__TASK INSTRUCTIONS__
1 - Answer these questions on the trauma stewardship excerpt:
(a) At which three levels does it say suffering may be perpetuated?
(b) What does it call reactions to the hardships of humans, animals, and our planet?
(c) In the "Personal Dynamics" section, what may happen the more we identify with the type of trauma we're exposed to?
2 - How would the trauma stewardship excerpt go on? Write its next part, starting right after its final sentence.

Gandalf, in J. R. R. Tolkien’s Lord of the Rings: The Return of the King
In the following pages, we will consider some of the specific ways in which suffering may be perpetuated at the individual, organizational, and societal levels. Reactions to the hardships of humans, animals, and our planet—that is, trauma exposure response—may manifest very differently at each of these three levels, but the risk of behaviors that inadvertently magnify the pain and suffering of direct trauma is always present. The more deeply we realize this, the more we understand the potential—and the necessity—for a trauma stewardship approach. I encourage you to keep all three levels in mind as you read this book. If we can transform ourselves, we have the potential to change the world.
Personal Dynamics
One of the most profound influences on trauma stewardship is who we are as individuals. What is our own history of hardship, pain, suffering, and trauma? What resources were available to help us? What led us to the work we do? The more personal our connection to our work, the greater the gifts we bring to it—perhaps. At the same time, the more we identify with the type of trauma we’re exposed to, the greater its impact on us may be.

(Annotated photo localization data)
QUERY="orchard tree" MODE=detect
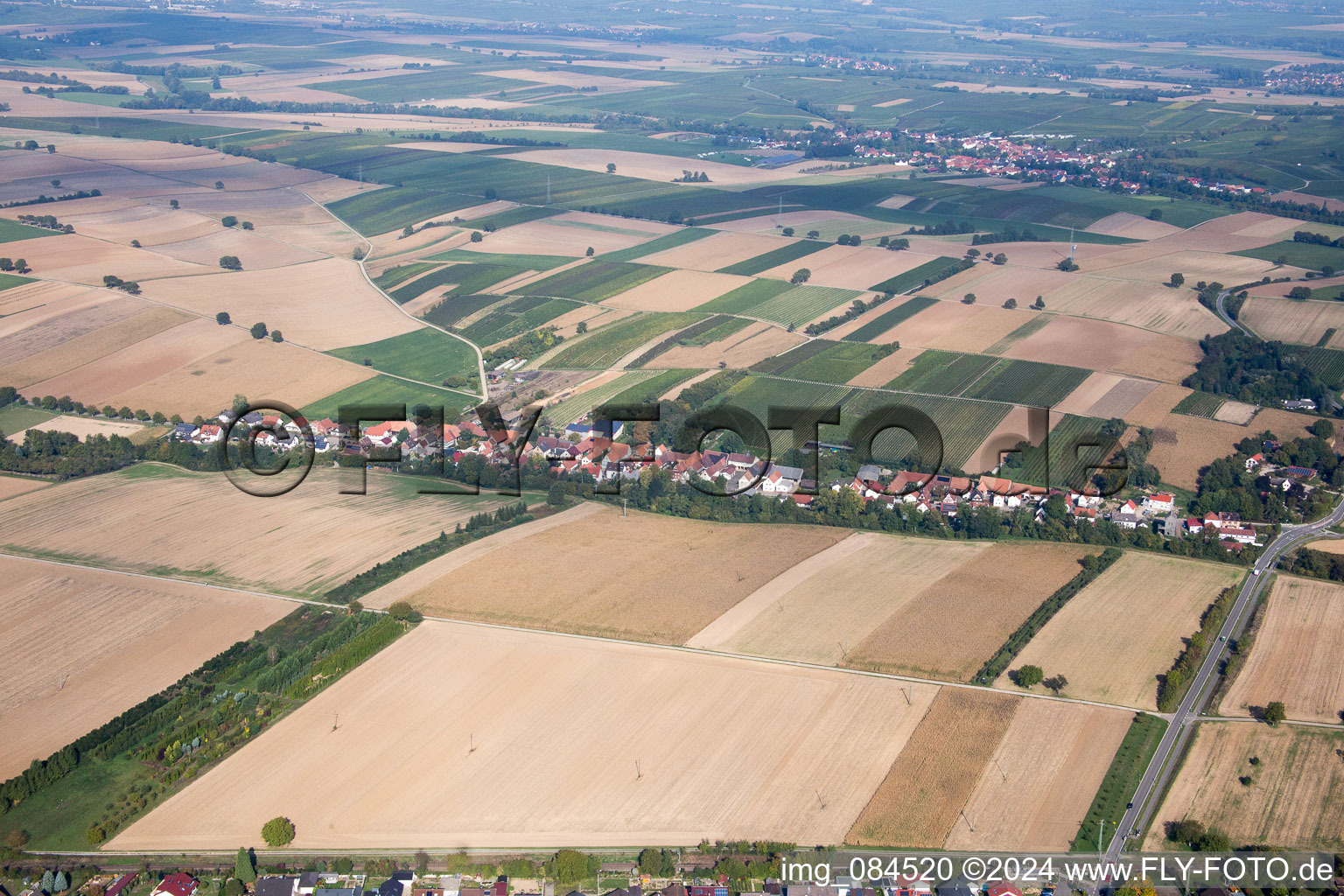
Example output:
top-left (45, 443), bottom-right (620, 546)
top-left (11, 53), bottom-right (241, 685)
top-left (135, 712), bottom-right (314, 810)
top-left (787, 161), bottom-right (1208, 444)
top-left (261, 816), bottom-right (294, 848)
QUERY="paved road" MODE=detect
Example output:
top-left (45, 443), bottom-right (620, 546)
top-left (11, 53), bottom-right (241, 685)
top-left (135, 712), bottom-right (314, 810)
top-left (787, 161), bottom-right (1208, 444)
top-left (1106, 501), bottom-right (1344, 861)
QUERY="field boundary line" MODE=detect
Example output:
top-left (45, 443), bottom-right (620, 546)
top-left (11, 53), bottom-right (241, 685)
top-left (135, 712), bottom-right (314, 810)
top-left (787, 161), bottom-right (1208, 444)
top-left (0, 550), bottom-right (1169, 720)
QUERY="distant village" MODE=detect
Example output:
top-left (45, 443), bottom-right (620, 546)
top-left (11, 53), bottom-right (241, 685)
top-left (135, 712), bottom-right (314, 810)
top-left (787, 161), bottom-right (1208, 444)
top-left (173, 411), bottom-right (1319, 552)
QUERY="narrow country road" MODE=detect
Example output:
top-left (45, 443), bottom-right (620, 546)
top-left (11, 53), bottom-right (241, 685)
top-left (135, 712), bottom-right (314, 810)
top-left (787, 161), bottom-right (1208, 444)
top-left (1105, 501), bottom-right (1344, 861)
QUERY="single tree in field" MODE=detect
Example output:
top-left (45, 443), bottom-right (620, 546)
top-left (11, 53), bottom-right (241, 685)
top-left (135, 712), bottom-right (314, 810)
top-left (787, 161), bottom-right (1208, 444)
top-left (261, 816), bottom-right (294, 848)
top-left (1016, 665), bottom-right (1046, 688)
top-left (1264, 700), bottom-right (1287, 725)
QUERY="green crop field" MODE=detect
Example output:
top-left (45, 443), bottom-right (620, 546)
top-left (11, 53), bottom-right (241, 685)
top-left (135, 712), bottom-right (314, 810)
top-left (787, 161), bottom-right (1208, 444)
top-left (328, 326), bottom-right (477, 389)
top-left (326, 186), bottom-right (481, 236)
top-left (887, 348), bottom-right (998, 395)
top-left (1172, 392), bottom-right (1227, 421)
top-left (374, 262), bottom-right (438, 293)
top-left (1001, 414), bottom-right (1106, 487)
top-left (870, 258), bottom-right (970, 293)
top-left (1302, 348), bottom-right (1344, 387)
top-left (388, 262), bottom-right (531, 304)
top-left (747, 284), bottom-right (863, 326)
top-left (962, 356), bottom-right (1091, 407)
top-left (461, 296), bottom-right (579, 346)
top-left (695, 279), bottom-right (793, 317)
top-left (844, 296), bottom-right (938, 342)
top-left (546, 312), bottom-right (703, 369)
top-left (0, 218), bottom-right (60, 243)
top-left (424, 293), bottom-right (508, 329)
top-left (517, 261), bottom-right (672, 302)
top-left (300, 376), bottom-right (473, 421)
top-left (985, 314), bottom-right (1054, 354)
top-left (1073, 712), bottom-right (1166, 853)
top-left (788, 340), bottom-right (890, 383)
top-left (719, 239), bottom-right (830, 276)
top-left (598, 227), bottom-right (718, 262)
top-left (1233, 240), bottom-right (1344, 271)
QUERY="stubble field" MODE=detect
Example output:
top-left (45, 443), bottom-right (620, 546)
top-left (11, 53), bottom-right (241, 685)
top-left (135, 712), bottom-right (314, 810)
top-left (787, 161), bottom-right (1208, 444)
top-left (1219, 574), bottom-right (1344, 724)
top-left (995, 550), bottom-right (1242, 710)
top-left (108, 620), bottom-right (937, 849)
top-left (0, 556), bottom-right (294, 778)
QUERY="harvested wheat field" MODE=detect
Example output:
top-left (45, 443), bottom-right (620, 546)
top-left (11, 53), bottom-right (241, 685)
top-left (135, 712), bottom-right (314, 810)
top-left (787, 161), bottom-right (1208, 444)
top-left (640, 231), bottom-right (792, 270)
top-left (945, 700), bottom-right (1133, 851)
top-left (1046, 274), bottom-right (1227, 340)
top-left (1001, 314), bottom-right (1201, 383)
top-left (108, 620), bottom-right (937, 849)
top-left (143, 258), bottom-right (421, 351)
top-left (844, 542), bottom-right (1098, 681)
top-left (845, 688), bottom-right (1016, 849)
top-left (1144, 721), bottom-right (1344, 849)
top-left (0, 557), bottom-right (294, 778)
top-left (995, 550), bottom-right (1242, 710)
top-left (850, 346), bottom-right (923, 388)
top-left (0, 466), bottom-right (507, 594)
top-left (758, 246), bottom-right (934, 290)
top-left (1238, 297), bottom-right (1344, 348)
top-left (5, 234), bottom-right (219, 283)
top-left (1088, 211), bottom-right (1180, 239)
top-left (392, 508), bottom-right (850, 643)
top-left (508, 147), bottom-right (795, 186)
top-left (687, 532), bottom-right (989, 665)
top-left (0, 475), bottom-right (51, 501)
top-left (1219, 578), bottom-right (1344, 724)
top-left (645, 322), bottom-right (807, 368)
top-left (27, 317), bottom-right (254, 408)
top-left (604, 270), bottom-right (752, 312)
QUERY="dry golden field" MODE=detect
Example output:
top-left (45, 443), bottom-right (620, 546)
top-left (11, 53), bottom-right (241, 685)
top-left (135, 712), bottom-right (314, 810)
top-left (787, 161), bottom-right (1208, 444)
top-left (392, 508), bottom-right (850, 643)
top-left (0, 556), bottom-right (294, 778)
top-left (995, 550), bottom-right (1242, 710)
top-left (108, 620), bottom-right (938, 849)
top-left (1144, 721), bottom-right (1344, 849)
top-left (687, 532), bottom-right (989, 663)
top-left (945, 700), bottom-right (1131, 851)
top-left (0, 466), bottom-right (507, 594)
top-left (845, 688), bottom-right (1023, 849)
top-left (1219, 574), bottom-right (1344, 724)
top-left (844, 542), bottom-right (1098, 681)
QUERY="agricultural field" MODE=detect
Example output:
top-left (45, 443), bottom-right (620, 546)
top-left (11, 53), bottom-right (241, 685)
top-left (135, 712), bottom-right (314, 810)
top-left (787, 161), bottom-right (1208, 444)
top-left (1144, 721), bottom-right (1344, 849)
top-left (382, 509), bottom-right (848, 643)
top-left (108, 620), bottom-right (937, 849)
top-left (0, 466), bottom-right (507, 597)
top-left (546, 312), bottom-right (703, 369)
top-left (995, 550), bottom-right (1242, 710)
top-left (0, 556), bottom-right (293, 778)
top-left (1221, 578), bottom-right (1344, 724)
top-left (329, 326), bottom-right (480, 391)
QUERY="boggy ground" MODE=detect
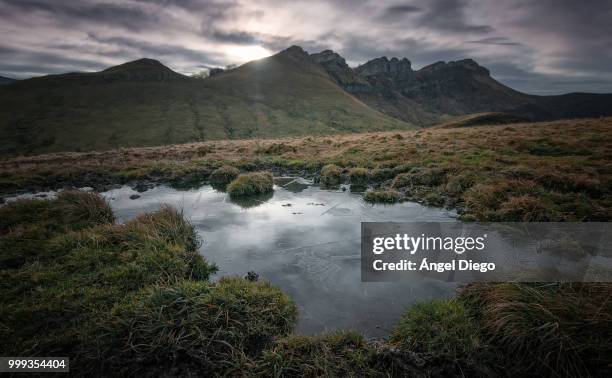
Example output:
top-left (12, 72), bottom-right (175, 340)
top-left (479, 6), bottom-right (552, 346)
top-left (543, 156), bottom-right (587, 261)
top-left (0, 191), bottom-right (612, 377)
top-left (0, 118), bottom-right (612, 221)
top-left (0, 118), bottom-right (612, 376)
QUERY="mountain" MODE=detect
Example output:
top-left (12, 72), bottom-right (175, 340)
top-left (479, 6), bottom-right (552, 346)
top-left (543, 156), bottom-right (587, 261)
top-left (0, 76), bottom-right (17, 85)
top-left (0, 46), bottom-right (612, 156)
top-left (313, 50), bottom-right (612, 126)
top-left (0, 46), bottom-right (414, 156)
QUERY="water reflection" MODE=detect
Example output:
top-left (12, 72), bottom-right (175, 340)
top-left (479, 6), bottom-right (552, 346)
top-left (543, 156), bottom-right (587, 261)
top-left (103, 180), bottom-right (455, 336)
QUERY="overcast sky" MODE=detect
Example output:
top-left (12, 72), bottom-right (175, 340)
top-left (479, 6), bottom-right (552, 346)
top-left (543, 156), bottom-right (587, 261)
top-left (0, 0), bottom-right (612, 94)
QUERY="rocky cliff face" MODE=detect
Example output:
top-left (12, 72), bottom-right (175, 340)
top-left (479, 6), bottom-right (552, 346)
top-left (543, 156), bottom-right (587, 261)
top-left (310, 50), bottom-right (372, 93)
top-left (355, 56), bottom-right (414, 79)
top-left (311, 50), bottom-right (545, 125)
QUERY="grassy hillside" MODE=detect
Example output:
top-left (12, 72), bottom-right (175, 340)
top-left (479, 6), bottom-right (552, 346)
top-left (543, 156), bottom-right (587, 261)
top-left (0, 118), bottom-right (612, 221)
top-left (0, 48), bottom-right (411, 156)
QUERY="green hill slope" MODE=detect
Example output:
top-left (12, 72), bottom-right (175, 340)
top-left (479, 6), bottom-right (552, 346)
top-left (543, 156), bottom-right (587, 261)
top-left (0, 47), bottom-right (412, 156)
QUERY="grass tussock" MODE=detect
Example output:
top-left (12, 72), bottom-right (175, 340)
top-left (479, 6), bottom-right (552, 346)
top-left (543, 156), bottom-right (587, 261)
top-left (0, 191), bottom-right (115, 269)
top-left (363, 189), bottom-right (401, 204)
top-left (258, 332), bottom-right (379, 377)
top-left (0, 193), bottom-right (216, 374)
top-left (209, 165), bottom-right (240, 187)
top-left (227, 172), bottom-right (274, 197)
top-left (106, 278), bottom-right (297, 374)
top-left (390, 299), bottom-right (481, 358)
top-left (0, 118), bottom-right (612, 221)
top-left (349, 168), bottom-right (370, 187)
top-left (321, 164), bottom-right (342, 187)
top-left (460, 283), bottom-right (612, 376)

__RESPONSE LIST__
1 -
(a) The individual, organizational, and societal levels.
(b) Trauma exposure response.
(c) The greater its impact on us may be.

2 -
“Why do you think you cross the road?”
Prison work will have a different impact on someone who has never been incarcerated or had a friend or relative in prison than on someone who lives in a community where 40 percent of the men are currently incarcerated. If you have no personal history linking you to your work, you may be able to care deeply about it while still maintaining some useful distance from it. This distance may limit your insights about your work, but you may retain greater reserves of psychic strength if you are not also reexperiencing the pain of familiar wounds.
On the other hand, if you are working with a population with whom you have a history, you may feel a rawness as you approach your work. This rawness may allow you to connect with the work in an intimate, knowing way. Although we can never presume to fully understand what it’s like to walk in another’s shoes, you may indeed have a very good sense of what that walk feels like, looks like, sounds like, and tastes like. While this awareness may help guide you, it also can dramatically heighten your own vulnerabilities as someone who can truly feel the other’s pain.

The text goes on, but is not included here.